# Consigne
D'après le texte sur la marque Czapek, à quel prix s'élève la montre évoquée à l'horizon 2018 ?

──────── Texte cité

Les personnes séduites par l'offre de Czapek et souhaitant participer au développement d'une nouvelle société horlogère ont la possibilité de rentrer dans le capital selon leurs moyens grâce à plusieurs formules qui varient en fonction du nombre d'actions détenues. Pour convaincre les investisseurs, Czapek propose une présentation de son business plan et de sa stratégie sur son site. Je recommande vivement la lecture de ce document, ne serait-ce que pour avoir une idée de ce qu'est une stratégie de marque. Dans ce contexte, Czapek se montre transparent à la fois sur ses fournisseurs et sur les prochaines étapes. Si je loue cette transparence, l'ambition de la marque pour les prochaines années m'a semblé très optimiste et peut-être même en décalage avec le marché alors que l'offre initiale, celle d'aujourd'hui m'apparaît mieux adaptée. En effet, une montre à 250.000 CHF est évoquée à l'horizon 2018 dans une gamme par la suite allant de 10.000 à 500.000 CHF. Je persiste à penser qu'à moins de s'appeler Jaeger-Lecoultre ou une autre marque généraliste très établie, les grands écarts de prix au sein d'un même catalogue sont extrêmement difficile à gérer. De plus, la clientèle des montres à 6 chiffres recherche plus que jamais la sécurité et la pérennité et les nouvelles marques suscitent toujours des interrogations à ce niveau.

────────────────
──────── Données extraites

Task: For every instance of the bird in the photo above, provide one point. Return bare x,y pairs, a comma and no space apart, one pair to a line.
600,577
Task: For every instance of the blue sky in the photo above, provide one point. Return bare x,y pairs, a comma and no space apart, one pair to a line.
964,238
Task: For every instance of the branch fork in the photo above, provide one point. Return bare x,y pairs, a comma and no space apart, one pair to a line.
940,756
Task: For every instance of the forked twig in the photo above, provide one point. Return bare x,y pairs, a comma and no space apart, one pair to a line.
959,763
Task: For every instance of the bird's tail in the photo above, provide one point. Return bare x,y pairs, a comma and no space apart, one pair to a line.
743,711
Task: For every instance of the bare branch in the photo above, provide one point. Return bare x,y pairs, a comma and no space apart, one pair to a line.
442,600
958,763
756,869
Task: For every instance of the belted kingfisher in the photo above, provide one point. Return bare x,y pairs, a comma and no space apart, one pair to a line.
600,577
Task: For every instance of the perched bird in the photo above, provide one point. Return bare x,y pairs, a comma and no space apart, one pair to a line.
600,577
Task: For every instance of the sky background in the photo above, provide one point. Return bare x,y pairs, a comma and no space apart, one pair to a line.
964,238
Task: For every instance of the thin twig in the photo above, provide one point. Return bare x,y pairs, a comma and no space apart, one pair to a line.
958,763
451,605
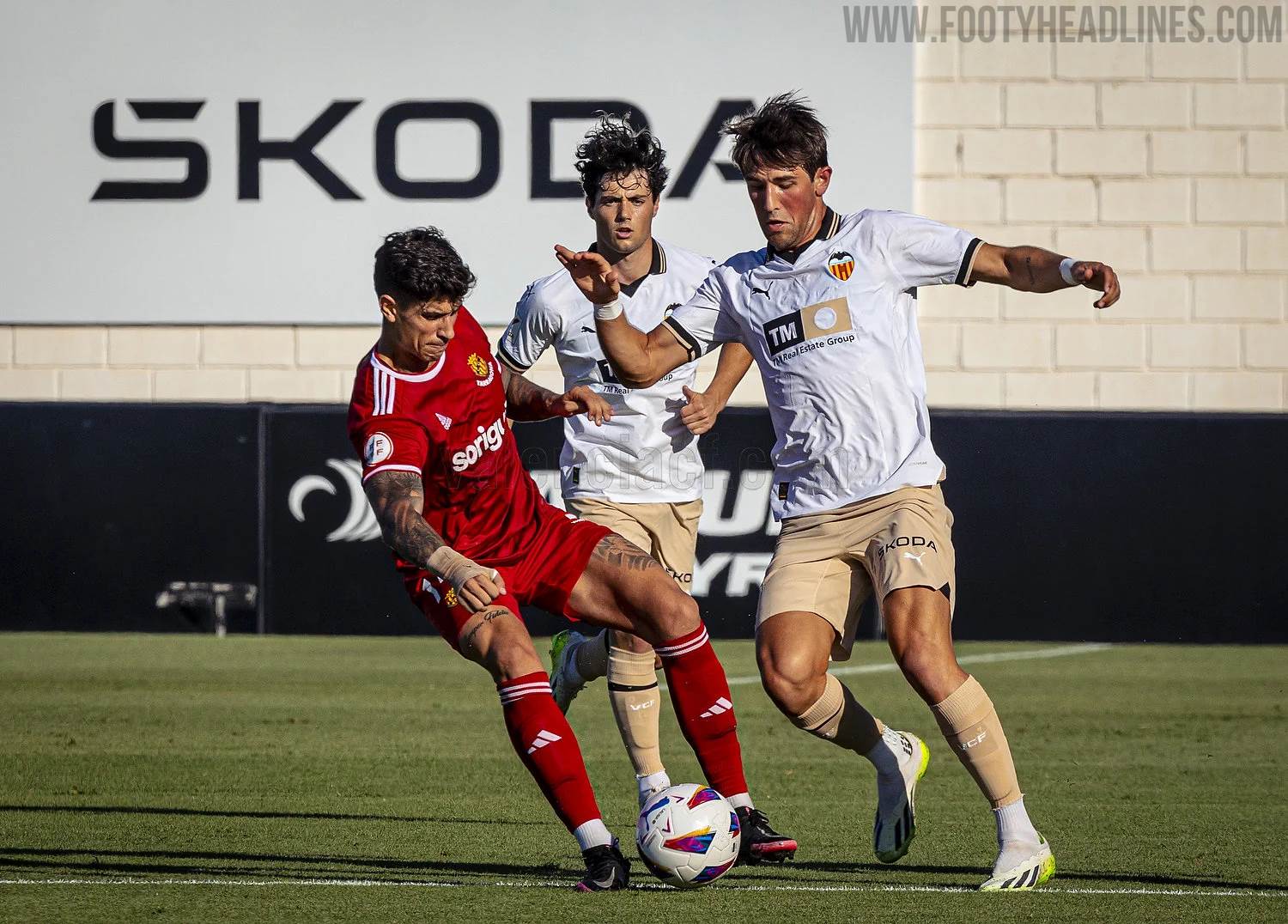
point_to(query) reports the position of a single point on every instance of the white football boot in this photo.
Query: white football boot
(1022, 866)
(896, 799)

────────────────

# Exercice terminé
250.000 CHF.